__EXERCISE__. Your task is to repeat exactly the lines below between the line holding "sample | (614,540)" and the line holding "sample | (824,869)", inclusive, and only those.

__EXERCISE DATA__.
▼

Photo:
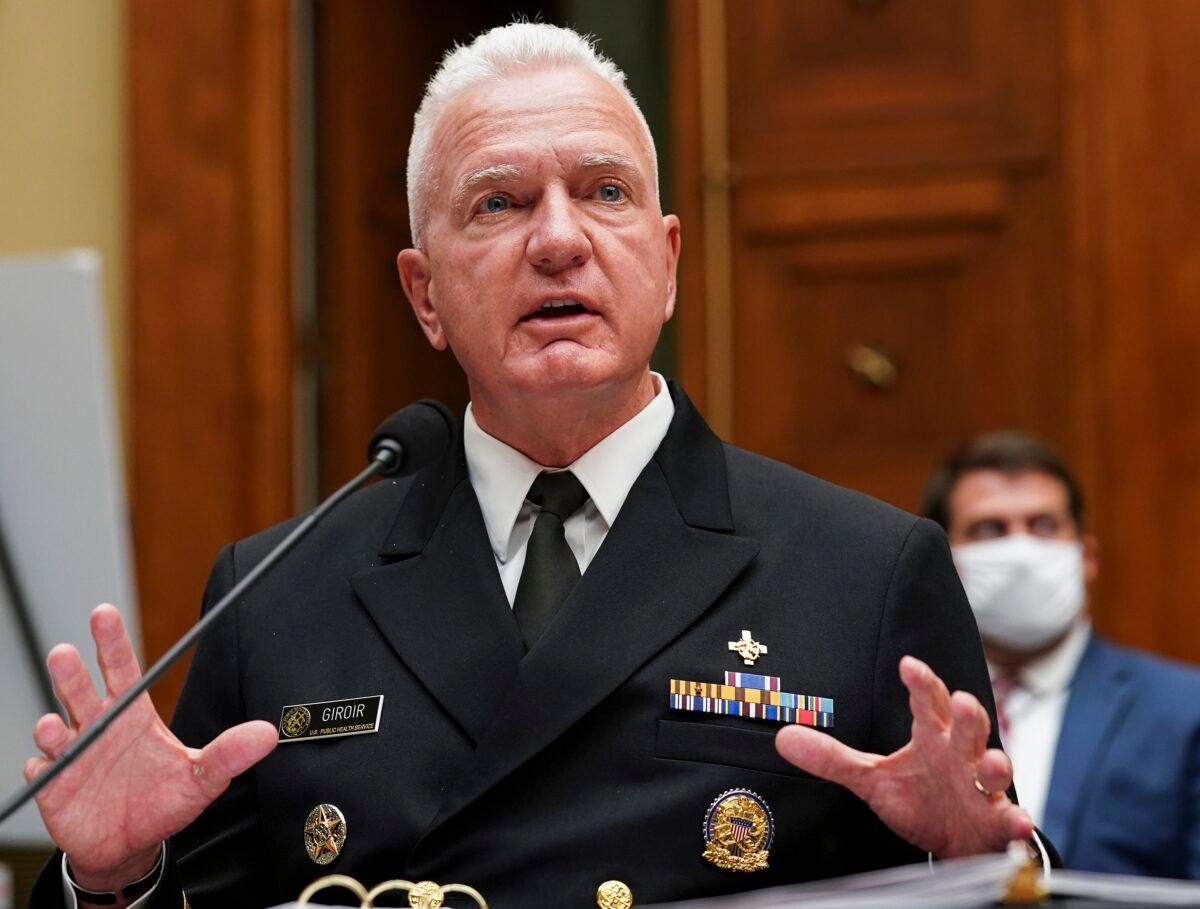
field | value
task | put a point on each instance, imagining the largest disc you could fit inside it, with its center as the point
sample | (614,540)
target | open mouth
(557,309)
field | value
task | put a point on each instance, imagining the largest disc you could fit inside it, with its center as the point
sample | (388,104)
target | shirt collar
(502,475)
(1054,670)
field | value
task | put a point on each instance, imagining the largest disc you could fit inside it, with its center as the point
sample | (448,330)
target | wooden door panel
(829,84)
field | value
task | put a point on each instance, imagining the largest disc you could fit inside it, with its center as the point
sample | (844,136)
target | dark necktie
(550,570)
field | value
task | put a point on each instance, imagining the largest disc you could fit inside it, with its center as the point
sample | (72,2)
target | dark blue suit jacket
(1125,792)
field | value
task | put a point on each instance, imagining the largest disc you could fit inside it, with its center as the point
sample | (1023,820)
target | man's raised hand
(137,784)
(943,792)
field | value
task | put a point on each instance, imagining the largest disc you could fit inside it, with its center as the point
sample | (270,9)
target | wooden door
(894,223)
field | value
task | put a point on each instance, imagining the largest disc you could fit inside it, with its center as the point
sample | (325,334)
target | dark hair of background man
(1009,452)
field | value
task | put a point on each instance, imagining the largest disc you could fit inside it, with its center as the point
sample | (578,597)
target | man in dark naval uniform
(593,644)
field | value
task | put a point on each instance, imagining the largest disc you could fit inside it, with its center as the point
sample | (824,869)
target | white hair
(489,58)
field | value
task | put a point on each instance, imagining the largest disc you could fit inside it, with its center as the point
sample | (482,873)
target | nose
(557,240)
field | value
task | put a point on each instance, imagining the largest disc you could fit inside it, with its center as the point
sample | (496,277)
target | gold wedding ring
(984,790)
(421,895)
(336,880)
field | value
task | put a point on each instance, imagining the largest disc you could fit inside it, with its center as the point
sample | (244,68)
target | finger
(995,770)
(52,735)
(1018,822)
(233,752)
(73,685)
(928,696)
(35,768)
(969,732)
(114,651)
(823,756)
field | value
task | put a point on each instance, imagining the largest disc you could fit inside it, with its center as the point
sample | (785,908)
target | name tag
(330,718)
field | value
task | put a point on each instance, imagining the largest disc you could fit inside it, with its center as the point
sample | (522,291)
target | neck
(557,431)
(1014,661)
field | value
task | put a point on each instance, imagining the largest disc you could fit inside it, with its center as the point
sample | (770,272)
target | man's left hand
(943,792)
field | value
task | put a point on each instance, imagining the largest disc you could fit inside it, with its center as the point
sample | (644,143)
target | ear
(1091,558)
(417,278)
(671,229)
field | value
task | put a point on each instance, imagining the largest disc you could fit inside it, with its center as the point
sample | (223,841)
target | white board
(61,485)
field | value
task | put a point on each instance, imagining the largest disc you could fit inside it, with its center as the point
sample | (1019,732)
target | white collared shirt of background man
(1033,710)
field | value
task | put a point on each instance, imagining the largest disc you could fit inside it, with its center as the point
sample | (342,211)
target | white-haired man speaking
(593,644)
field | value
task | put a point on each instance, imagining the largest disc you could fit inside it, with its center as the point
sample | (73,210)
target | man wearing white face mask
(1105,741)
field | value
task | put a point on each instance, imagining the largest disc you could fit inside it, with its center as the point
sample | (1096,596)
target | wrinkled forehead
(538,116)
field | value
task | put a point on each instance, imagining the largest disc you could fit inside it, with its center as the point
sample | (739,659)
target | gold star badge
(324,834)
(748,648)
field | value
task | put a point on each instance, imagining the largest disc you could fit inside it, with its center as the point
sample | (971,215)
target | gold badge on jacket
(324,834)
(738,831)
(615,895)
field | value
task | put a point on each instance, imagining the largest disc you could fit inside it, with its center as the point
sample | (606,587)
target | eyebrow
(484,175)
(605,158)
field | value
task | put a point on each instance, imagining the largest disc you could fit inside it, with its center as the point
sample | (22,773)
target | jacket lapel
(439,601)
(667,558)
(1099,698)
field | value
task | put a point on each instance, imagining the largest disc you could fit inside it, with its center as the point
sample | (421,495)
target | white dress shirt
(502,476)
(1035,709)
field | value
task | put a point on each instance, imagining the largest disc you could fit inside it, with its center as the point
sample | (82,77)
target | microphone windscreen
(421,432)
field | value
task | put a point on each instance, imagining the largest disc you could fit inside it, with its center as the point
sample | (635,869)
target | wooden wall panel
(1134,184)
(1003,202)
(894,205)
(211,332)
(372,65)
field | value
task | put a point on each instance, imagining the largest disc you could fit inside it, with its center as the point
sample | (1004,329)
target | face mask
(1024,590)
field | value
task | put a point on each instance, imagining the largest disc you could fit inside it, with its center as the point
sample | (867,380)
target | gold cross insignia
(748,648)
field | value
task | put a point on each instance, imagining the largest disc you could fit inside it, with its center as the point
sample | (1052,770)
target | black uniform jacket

▲

__ANSWER BELOW__.
sample | (614,540)
target | open mouth
(557,309)
field | value
task | put a point on each instance, imagining the largest disc you could fit inside it, with its center as the point
sample | (388,104)
target | shirt collar
(502,475)
(1054,670)
field | value
task | put a point on each instance, imagining the largest disc you could fit inside it, with its center as the point
sample | (448,330)
target | wooden door panel
(829,84)
field | value
task | put a point on each instance, imagining the largest disc you could fit inside it, with its center as the point
sample | (844,136)
target | dark necktie
(550,570)
field | value
task | put a point on each instance, imagining the largest disc you could fit inside it, with its center as the point
sample | (72,2)
target | dark blue suit jacket
(1125,792)
field | value
task | put a point on each instance, imagining the largest disc you could fit inside it, with its center as the point
sample | (1023,820)
target | man's raised hand
(137,784)
(943,792)
field | value
task | put a point on each instance, imagining the largest disc you could fit inside it, with its center as the point
sample | (270,9)
target | wooden door
(894,223)
field | value
task | put a point on each instance, imagining the largest disc you could fit inside it, with its center as the point
sample | (325,334)
target | dark hair of background man
(1009,452)
field | value
task | put a point on each instance, imagining the largest disc you could fit inside it, with its center as the point
sample | (578,597)
target | man in dark naval uniform
(593,644)
field | value
task | put a point on each instance, imagining the largest disc you could fit inside it, with its center as the point
sample | (824,869)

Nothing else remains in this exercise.